Passage provided
----

14 thoughts on “All In A Day’s Whine…”

  1. That is so funny Lisa…I mean…Im so sorry. I hope writing it cleared your writers block! If it didn’t, don’t worry, the pity party is going all weekend, even on Monday, so feel free to whine again.

    Oh yeah, I definitely meant to invite you. Sorry about the address. 😉


  2. Great pity party. Listen don’t worry about your boobs. Just tuck them in your panties and you’ll be all good. The only problem I see with this is it will not help with the animal suicide, death, and hating you..with the dragging the floor they become pet toys. You can call them nipple nibblers.

    I know your friends are too busy for you BECAUSE you have writers block. Here’s what you do. Write every day and tell all their dirty secrets. I bet they contact you then.

----

Labeled contour entries
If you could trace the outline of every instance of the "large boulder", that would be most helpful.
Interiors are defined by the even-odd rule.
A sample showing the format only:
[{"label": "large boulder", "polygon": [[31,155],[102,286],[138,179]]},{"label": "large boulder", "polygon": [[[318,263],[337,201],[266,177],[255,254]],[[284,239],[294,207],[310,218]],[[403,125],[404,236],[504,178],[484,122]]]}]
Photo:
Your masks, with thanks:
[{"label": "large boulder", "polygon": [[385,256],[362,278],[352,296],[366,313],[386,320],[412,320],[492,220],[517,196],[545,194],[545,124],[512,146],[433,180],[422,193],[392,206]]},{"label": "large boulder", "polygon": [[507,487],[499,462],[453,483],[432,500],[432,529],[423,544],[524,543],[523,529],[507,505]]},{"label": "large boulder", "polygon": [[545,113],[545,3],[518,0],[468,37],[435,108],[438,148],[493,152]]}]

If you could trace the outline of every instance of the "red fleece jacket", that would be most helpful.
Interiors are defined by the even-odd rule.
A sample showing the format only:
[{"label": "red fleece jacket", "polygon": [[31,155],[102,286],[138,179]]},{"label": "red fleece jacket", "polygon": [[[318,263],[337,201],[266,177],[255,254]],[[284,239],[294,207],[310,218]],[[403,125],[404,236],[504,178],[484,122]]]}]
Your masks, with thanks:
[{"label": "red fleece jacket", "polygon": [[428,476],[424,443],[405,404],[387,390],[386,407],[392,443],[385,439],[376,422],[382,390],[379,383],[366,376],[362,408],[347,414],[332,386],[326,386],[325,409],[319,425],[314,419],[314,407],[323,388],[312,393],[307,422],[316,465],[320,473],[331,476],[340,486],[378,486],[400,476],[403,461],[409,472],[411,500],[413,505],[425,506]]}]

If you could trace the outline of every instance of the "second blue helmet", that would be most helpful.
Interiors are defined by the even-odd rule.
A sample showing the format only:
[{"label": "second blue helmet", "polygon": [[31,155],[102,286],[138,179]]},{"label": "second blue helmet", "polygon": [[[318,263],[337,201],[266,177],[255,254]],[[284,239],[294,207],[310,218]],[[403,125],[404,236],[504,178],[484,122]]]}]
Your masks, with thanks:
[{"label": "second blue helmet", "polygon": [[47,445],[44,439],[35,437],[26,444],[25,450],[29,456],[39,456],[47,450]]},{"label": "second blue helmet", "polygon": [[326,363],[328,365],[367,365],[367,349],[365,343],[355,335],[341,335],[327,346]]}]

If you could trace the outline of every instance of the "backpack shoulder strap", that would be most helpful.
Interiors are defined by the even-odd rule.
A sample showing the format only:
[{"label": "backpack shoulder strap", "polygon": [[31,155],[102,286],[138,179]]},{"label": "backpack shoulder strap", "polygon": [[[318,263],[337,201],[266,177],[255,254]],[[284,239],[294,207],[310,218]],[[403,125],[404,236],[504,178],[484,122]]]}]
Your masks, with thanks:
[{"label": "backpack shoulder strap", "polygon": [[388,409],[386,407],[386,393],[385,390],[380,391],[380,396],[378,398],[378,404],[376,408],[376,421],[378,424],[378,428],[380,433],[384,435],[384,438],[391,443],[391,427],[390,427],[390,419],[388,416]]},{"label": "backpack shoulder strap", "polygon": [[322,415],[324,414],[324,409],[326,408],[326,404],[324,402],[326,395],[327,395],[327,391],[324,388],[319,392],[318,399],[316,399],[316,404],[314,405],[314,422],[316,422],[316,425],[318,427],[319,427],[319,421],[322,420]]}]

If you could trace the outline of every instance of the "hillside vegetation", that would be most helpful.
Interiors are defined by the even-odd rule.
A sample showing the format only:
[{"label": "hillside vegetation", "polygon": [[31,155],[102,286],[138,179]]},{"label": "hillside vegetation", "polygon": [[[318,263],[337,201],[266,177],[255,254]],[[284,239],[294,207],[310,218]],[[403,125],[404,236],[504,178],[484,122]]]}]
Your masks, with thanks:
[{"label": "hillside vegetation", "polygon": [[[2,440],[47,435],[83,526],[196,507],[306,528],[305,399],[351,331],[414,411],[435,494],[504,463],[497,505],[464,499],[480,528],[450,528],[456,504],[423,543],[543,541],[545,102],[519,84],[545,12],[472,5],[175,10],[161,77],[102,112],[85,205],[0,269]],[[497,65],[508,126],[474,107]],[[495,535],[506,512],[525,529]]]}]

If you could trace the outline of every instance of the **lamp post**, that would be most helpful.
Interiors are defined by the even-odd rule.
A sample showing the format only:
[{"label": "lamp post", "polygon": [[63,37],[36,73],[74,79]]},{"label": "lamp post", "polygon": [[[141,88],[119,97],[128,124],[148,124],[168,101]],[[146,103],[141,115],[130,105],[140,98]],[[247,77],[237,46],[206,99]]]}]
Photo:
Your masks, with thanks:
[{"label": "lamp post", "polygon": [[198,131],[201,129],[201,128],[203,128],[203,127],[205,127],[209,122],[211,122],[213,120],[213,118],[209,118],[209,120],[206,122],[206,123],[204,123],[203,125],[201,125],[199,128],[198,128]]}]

----

Instructions
(A) Locate each line of the entries that contains the string "backpack", and copy those lines. Matching is case-sensitive.
(B) Pick up the comment thread about the pity party where the passage stops, and continue it.

Results
(A)
If you could trace the outline of every instance of the "backpack shoulder strap", that would be most helpful.
[{"label": "backpack shoulder strap", "polygon": [[31,155],[102,286],[138,179]]},{"label": "backpack shoulder strap", "polygon": [[[318,263],[337,201],[266,177],[255,254]],[[284,239],[294,207],[310,218]],[[403,125],[404,236],[504,178],[484,122]]]}]
[{"label": "backpack shoulder strap", "polygon": [[388,409],[386,407],[386,393],[385,390],[380,391],[380,396],[378,398],[378,404],[376,408],[376,421],[378,424],[378,428],[380,433],[384,435],[384,438],[391,443],[391,427],[390,427],[390,419],[388,416]]},{"label": "backpack shoulder strap", "polygon": [[322,415],[324,414],[324,409],[326,408],[326,404],[324,402],[326,395],[327,395],[327,391],[324,388],[319,392],[318,399],[316,399],[316,404],[314,405],[314,422],[316,422],[316,425],[318,427],[319,427],[319,421],[322,420]]}]

(B)
    For the sleeping you should read my post, out wit yourself it is the picture on the left sidebar with the clown saying go to sleep. It will help you. Trust me. I (seriously) wrote that after more than 24 hours and now sleep. It might help your your nail grow…but you might want to keep it short to have and easier time pushing your Texas hernia back in.

    Now about those fugly feet…you really shouldn’t be worrying about the grey toe hair. I suggest you wax it and market it to the Grey Toe Hair fetish society. I bet they will pay big bucks for it.